### Material

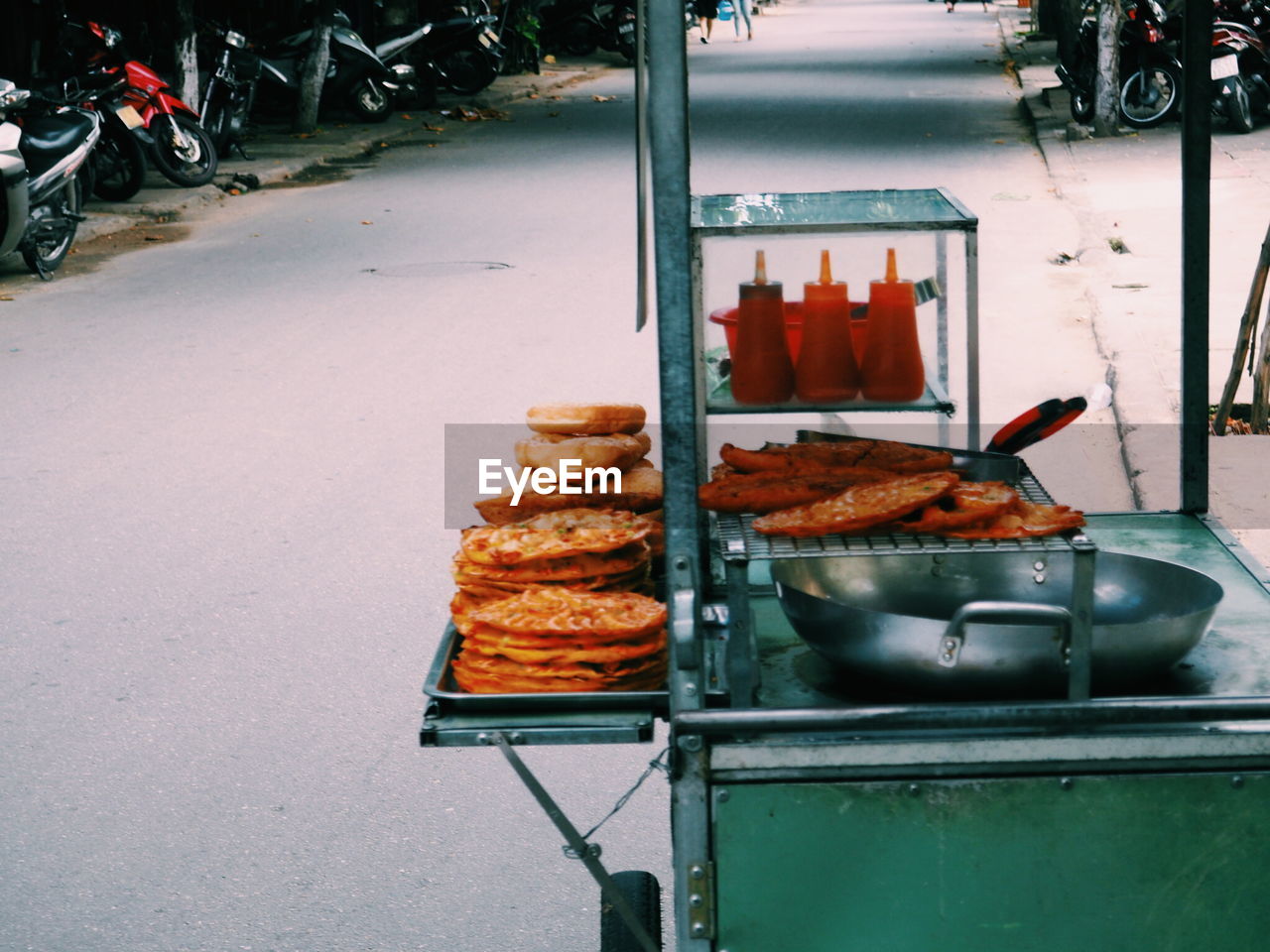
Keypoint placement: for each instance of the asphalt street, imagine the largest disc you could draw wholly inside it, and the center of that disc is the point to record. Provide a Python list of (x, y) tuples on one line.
[(223, 561)]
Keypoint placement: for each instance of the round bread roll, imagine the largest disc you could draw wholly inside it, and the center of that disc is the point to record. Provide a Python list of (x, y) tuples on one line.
[(585, 419), (547, 449)]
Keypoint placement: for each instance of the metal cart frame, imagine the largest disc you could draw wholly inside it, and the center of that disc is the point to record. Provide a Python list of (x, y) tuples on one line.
[(753, 779)]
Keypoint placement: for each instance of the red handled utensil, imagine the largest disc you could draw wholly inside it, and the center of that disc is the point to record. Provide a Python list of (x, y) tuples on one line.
[(1034, 425)]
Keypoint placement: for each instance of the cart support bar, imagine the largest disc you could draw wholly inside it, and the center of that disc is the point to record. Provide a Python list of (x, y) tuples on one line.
[(583, 851), (1040, 715)]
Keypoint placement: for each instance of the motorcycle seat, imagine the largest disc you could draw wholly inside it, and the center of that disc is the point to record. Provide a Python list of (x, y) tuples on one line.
[(48, 139)]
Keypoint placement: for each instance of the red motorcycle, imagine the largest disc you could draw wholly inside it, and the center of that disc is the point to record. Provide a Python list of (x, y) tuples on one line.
[(181, 148)]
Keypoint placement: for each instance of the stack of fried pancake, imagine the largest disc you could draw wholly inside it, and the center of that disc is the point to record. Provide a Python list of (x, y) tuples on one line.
[(864, 486), (559, 602), (563, 640)]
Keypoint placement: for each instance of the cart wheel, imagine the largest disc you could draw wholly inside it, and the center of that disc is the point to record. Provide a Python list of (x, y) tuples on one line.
[(644, 893)]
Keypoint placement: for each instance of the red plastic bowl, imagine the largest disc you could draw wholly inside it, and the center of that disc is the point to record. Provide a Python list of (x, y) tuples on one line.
[(726, 316)]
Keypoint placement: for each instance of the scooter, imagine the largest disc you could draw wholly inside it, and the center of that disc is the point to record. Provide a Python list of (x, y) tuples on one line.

######

Can you give every item above again with "largest disc" changed to "largest circle" and nothing else altered, leaving the pictures out?

Keypoint placement: for each instance of the asphalt street, imagine the largest circle you could draw wholly inside it, and the center of that disc is the point to record. Provide a Python list of (x, y) tuples on one line.
[(223, 561)]
Keypoint placement: for each instance of the round bread roll, imagine the largest circle you could draw wholly inside it, and the center of that disc is the point to record. Provide a Python list of (x, y) tuples on one line.
[(585, 419), (547, 449)]
Keypoint placement: for each instance of the metal cart frame, imagine the largest circle you could draw wholly inside it, and the center of that disc is the point to record. Provide a Python list of (x, y) tuples on one line.
[(753, 779)]
Keypoint placement: for each instance of the red handled utensil, imagine the largest circle you could draw wholly inside it, and the center of that disc is the point to record. Provide a Python list of (x, y) tuples on one line.
[(1034, 425)]
Keypoint placement: for each instance of the cart support bar, imagine the largest circle you could draw wholly inside it, and the center of that disc is the point to record. Provide a Python list of (x, y) tuples on one line.
[(583, 851), (1040, 715)]
Keypoint placement: for each instance of the motorcycle seat, imagine the largest circle you could draw wholly inside it, and the center of that disc is the point to record. Provide a Python list of (x, y) tuples on one line.
[(48, 139)]
Keypoint placement: for each instance of the red motorcycle, imagine the largest circle you could draw wholly inside it, and the center of that disc is the point to record. Provide a Python list of (x, y) tuples on one line.
[(181, 148)]
Keypoint placement: for each instance of the stack of fried pancake, imagine the largest circle you could draw wholly inside it, and the center of that disc is the point to record. Provide a Python list of (x, y) tuples on one line.
[(864, 486), (559, 602), (563, 640)]
Keypoint placement: for each instance of the cart wheel, imagine the largest circle you could draw wholly inside it, and the center of that disc is the point to record. Provide a Python list of (x, y) tuples on one line.
[(644, 893)]
Keypoint placement: for each instance of the red plastic bowl, imagine the largest circle you could draw wholly inside it, and the center of that disc is the point to record. Provide a Python list of (x, y) tuples on one line.
[(726, 316)]
Keypoint placement: for each instance of the scooter, imagine the largest circle you could draw wholly inside it, and the center of that disc is the point to record. Provide a Python list of (x, y) tuples on one line.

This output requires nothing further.